TEXTAUSZUG.
· · ·
„Hör auf zu heulen“ – Warum das Weinen der Kinder so schlecht auszuhalten ist

„Lachen kommt von selbst, weinen auch.“ -Jüdisches Sprichwort-

Ich bin ehrlich. In diesem Beitrag geht es gar nicht um dein Kind. Es geht um dich selbst und darum, wie sehr du deine eigenen Gefühle lebst. Daraus erschließt sich, wie so oft, der Grund, weshalb wir mit bestimmten Verhaltensweisen unserer Kinder nicht gut klarkommen. Und dazu gehört oftmals das Weinen, Heulen, Flennen.

Irgendwie scheint es so, als würden wir alles nur Erdenkliche tun, damit die Kids gut drauf sind, um nicht so einen Heulanfall zustande kommen zu lassen. Aber warum ist das so? Warum neigen wir dazu alles, was sich schlecht anfühlt weg drücken zu wollen? Klar, auf den ersten Blick habe ich mir die Antwort gerade selbst gegeben. Es fühlt sich scheiße an. Wer mag schon schlechte Gefühle?

Die Sache ist die, Gefühle, die wir als schlecht empfinden gehören im Leben dazu. Es gibt nicht immer nur Friede, Freude Eierkuchen. Das Leben besteht aus Höhen und Tiefen und allen Lagen dazwischen. Das Leben besteht aus zwei Polaritäten, die jedoch untrennbar zusammengehören. Schwarz und Weiß. Licht und Schatten. Hoch und Tief. Gut und Böse. Du verstehst, was ich meine.

Als Kind war es normal Gefühle zuzulassen. Wir freuten uns und wir haben es gezeigt. Juchzen, lachen, strahlen, all das, was wir an unseren Kindern so lieben. Was wäre Weihnachten ohne diese leuchtenden Kinderaugen, die noch felsenfest an das Christkind oder den Weihnachtsmann glauben? Dieser lebendige Funke voller Hoffnung und Träume. Dazu gehören jedoch auch die negativen Gefühle, die Kinder leben. Ein Kind fällt hin, weint und sieht im nächsten Augenblick etwas Schönes und hat den Schmerz schon wieder fast vergessen.

Wenn ein Kind traurig ist, dann oftmals mit vollem Körpereinsatz. Die gesamte Körperhaltung spricht von Trauer. Die Schultern hängen, die Körperhaltung ist eingefallen, leicht nach vorne gebeugt und sowohl die Seele als auch der Körper sind voll im Gefühl. Die Trauer darf als Emotion durch den Körper fließen. Im Übrigen Emotion im englischen „emotion“ energy in motion (Energie in Bewegung). Ein Gefühl, wenn wir es zulassen bleibt lediglich höchstens 90 Sekunden wirklich fühlbar im Körper. Wenn es fließen darf und wir nicht daran festhalten, dann ist es recht schnell vorüber.
· · ·
AUSZÜGE AUS DATENSÄTZEN.
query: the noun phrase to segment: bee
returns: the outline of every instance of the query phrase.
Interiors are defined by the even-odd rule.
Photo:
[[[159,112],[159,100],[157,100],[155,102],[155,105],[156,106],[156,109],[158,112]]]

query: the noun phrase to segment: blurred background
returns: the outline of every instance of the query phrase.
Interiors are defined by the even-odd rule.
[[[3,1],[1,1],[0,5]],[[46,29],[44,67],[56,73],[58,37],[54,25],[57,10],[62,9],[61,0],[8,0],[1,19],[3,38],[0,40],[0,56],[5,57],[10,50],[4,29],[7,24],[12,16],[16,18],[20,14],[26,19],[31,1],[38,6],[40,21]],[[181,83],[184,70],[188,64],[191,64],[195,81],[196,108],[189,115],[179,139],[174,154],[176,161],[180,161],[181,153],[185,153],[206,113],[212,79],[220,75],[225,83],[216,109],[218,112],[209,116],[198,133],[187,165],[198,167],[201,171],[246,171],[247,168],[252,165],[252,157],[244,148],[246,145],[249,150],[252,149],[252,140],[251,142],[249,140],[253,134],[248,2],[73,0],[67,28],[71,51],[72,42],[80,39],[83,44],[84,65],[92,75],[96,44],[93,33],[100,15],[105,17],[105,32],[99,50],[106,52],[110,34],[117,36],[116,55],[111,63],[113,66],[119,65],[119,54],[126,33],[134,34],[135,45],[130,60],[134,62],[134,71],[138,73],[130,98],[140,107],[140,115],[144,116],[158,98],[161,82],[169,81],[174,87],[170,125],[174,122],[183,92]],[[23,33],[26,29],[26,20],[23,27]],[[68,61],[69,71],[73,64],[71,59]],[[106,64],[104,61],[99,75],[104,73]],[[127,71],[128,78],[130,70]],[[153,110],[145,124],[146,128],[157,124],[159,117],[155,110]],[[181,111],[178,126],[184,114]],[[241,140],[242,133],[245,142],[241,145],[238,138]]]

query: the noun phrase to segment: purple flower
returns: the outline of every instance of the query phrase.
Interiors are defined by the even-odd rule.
· · ·
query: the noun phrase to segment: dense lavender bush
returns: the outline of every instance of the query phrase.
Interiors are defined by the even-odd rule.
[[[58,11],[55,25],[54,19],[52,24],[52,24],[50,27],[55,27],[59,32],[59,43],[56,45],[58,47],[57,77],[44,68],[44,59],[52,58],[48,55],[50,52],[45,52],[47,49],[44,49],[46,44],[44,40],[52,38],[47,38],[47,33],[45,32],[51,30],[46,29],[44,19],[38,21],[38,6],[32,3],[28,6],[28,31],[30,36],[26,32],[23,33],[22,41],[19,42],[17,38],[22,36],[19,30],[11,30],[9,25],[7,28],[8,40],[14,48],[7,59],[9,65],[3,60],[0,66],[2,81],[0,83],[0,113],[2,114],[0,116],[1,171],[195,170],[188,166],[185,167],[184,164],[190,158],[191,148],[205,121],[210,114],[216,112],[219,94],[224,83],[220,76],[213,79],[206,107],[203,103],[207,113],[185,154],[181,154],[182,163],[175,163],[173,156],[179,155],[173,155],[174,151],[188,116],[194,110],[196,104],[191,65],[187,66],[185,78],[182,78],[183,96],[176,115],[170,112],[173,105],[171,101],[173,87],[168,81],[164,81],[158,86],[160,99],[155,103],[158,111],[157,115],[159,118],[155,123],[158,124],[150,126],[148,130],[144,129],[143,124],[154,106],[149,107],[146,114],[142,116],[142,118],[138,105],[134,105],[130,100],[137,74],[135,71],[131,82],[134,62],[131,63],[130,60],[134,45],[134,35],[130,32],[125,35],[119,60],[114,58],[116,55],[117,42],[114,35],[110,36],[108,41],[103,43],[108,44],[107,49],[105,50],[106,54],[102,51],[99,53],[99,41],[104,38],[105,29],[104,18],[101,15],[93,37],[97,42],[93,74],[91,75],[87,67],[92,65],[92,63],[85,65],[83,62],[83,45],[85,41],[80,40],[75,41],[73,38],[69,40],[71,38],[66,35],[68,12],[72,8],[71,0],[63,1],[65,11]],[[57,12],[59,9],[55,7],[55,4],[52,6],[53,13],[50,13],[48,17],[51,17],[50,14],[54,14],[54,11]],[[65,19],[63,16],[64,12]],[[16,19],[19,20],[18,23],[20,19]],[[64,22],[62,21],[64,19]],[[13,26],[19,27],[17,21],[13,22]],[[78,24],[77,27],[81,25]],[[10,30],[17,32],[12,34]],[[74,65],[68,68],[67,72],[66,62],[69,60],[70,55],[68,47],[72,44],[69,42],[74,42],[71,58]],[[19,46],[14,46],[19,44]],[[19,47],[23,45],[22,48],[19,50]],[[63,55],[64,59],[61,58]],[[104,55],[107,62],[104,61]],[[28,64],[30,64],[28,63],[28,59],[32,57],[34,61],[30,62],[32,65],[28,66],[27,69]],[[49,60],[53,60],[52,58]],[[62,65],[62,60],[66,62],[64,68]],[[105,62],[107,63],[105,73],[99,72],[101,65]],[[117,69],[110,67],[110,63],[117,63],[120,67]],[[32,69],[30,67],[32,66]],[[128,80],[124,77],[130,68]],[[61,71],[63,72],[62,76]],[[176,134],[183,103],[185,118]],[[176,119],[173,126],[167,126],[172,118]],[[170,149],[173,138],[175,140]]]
· · ·
ÜBUNGSAUFGABEN.
1. Gib aus dem Text über das Weinen von Kindern alles von „Wenn ein Kind“ bis hinunter zu „recht schnell vorüber.“ wortgetreu wieder.
2. Gib nur die Anzahl der Zeilen in den Datensätzen an, die das Wort „noun“ enthalten. Dabei zählt die Groß- und Kleinschreibung.
Der Text und die Datensätze haben nichts miteinander zu tun.

GELÖSTE AUFGABEN.
1.
Wenn ein Kind traurig ist, dann oftmals mit vollem Körpereinsatz. Die gesamte Körperhaltung spricht von Trauer. Die Schultern hängen, die Körperhaltung ist eingefallen, leicht nach vorne gebeugt und sowohl die Seele als auch der Körper sind voll im Gefühl. Die Trauer darf als Emotion durch den Körper fließen. Im Übrigen Emotion im englischen „emotion“ energy in motion (Energie in Bewegung). Ein Gefühl, wenn wir es zulassen bleibt lediglich höchstens 90 Sekunden wirklich fühlbar im Körper. Wenn es fließen darf und wir nicht daran festhalten, dann ist es recht schnell vorüber.

2. 4